--- start of SOURCE DOCUMENT ---
Table of catchability estimates with CI in brackets:

x <- rstan::extract(mdl_fit, pars = "q", permute = TRUE)[[1]]
dimnames(x) <- list(iteration = 0.5 * n_iter + (1:dim(x)[1]), fishery_group = sefra_data$fishery_groups,
                    species_group = sefra_data$species_groups)

x <- reshape2::melt(x) %>% group_by(fishery_group, species_group) %>% summarise(., mean = mean(value), low_ci = quantile(value, prob = 0.025), high_ci = quantile(value, prob = 0.975)) %>% ungroup(.) 
## `summarise()` has grouped output by 'fishery_group'. You can override using the
## `.groups` argument.
x <- x %>% mutate(., value = paste0(round(mean, 2), " (", round(low_ci, 2), "-", round(high_ci, 2), ")"))

x <- x %>% tidyr::pivot_wider(id_cols = species_group, values_from = value, names_from = fishery_group)

tab <- kable(x, format = 'latex',
             col.names = stringr::str_to_sentence(colnames(x)),
             row.names = FALSE,
             caption = "Catchability",
             label = 'q_per_species_group_fishery_group',
             align = c('l', rep('r', times = ncol(x) - 1)),
             linesep = "", booktabs = TRUE) %>%
    kable_styling(font_size = 10, latex_options = "hold_position") %>%
  sub("\\\\toprule", "", .) %>%
  sub("\\\\bottomrule", "", .)

save_kable(tab, file = file.path(output_path, "tables", "q_per_species_group_fishery_group_alternative.tex"))
write.csv(x, file = file.path(output_path, "tables", "q_per_species_group_fishery_group_alternative.csv"))
--- end of SOURCE DOCUMENT ---
SHORT PROBLEM A: Please list every argument name passed to the kable function in the catchability table code.
SHORT PROBLEM B:
Answer these from the catchability table code:
(i) Which parameter name is extracted from mdl_fit?
(ii) What font size does kable_styling set?
(iii) What probability gives the lower confidence bound?
The items that come next are separate material with no tie to the catchability table code.
--- start of INFORMATION GIVEN ---
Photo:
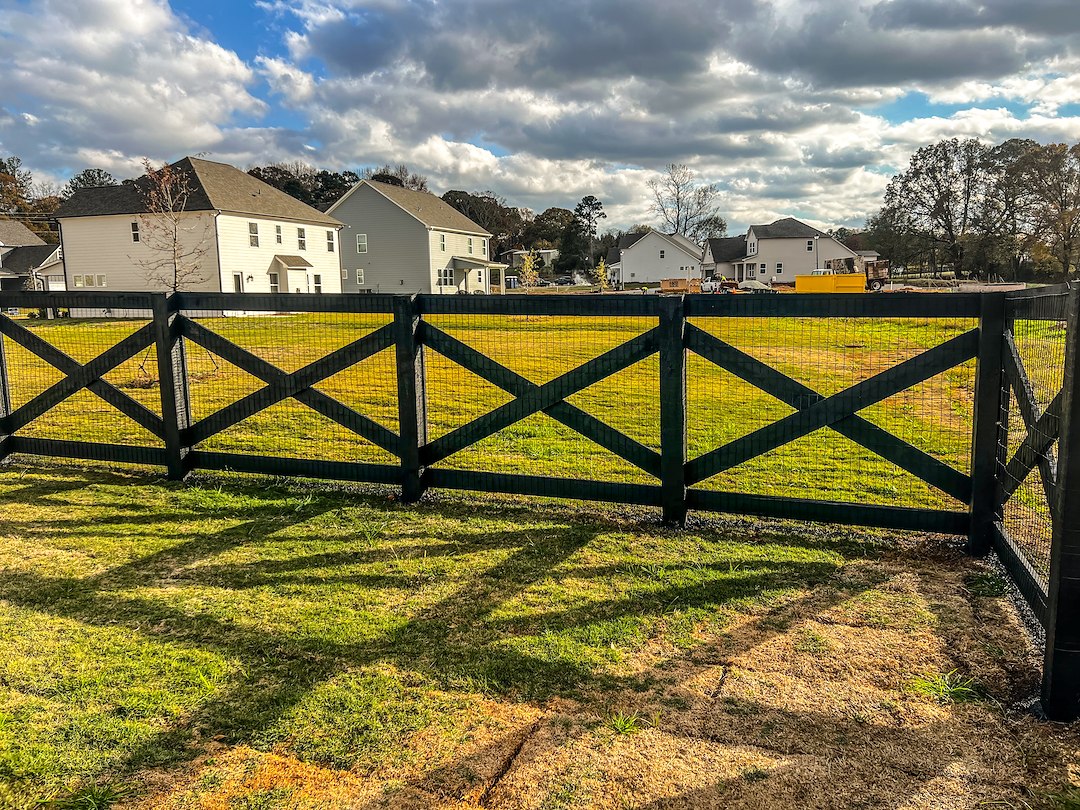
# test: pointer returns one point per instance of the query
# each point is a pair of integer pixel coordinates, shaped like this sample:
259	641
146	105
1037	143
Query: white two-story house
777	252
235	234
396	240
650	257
--- end of INFORMATION GIVEN ---
--- start of INFORMATION GIVEN ---
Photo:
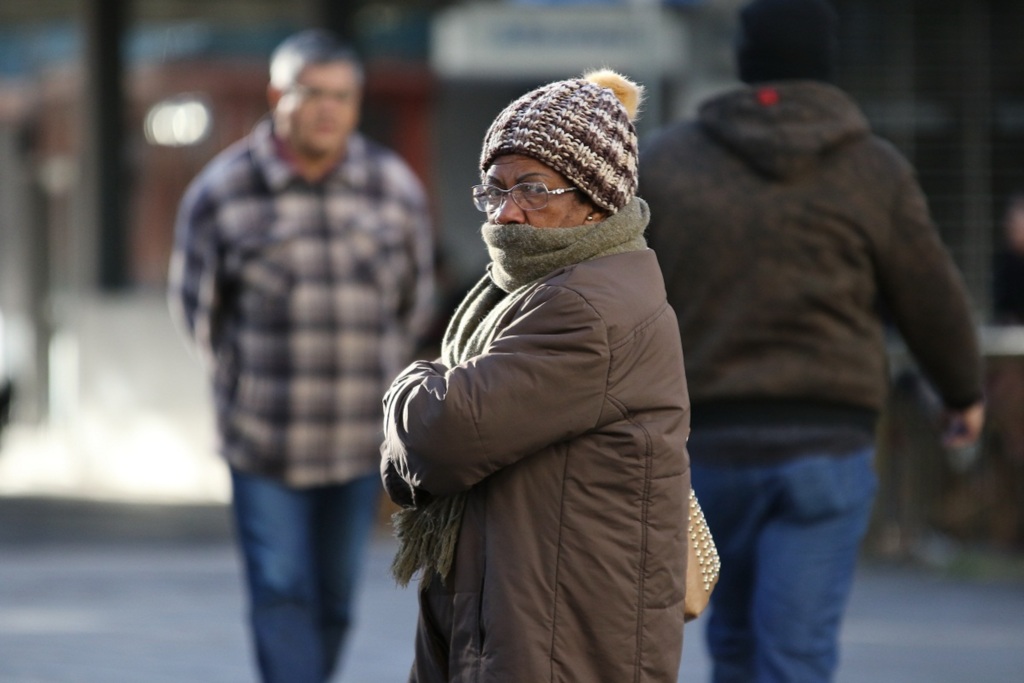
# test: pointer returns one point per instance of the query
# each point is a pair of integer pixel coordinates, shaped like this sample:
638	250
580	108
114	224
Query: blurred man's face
--- end of INFORMATION GIVEN ---
RESULT A: format, col.names, row.names, caption, label, align, linesep, booktabs

RESULT B:
(i) q
(ii) 10
(iii) 0.025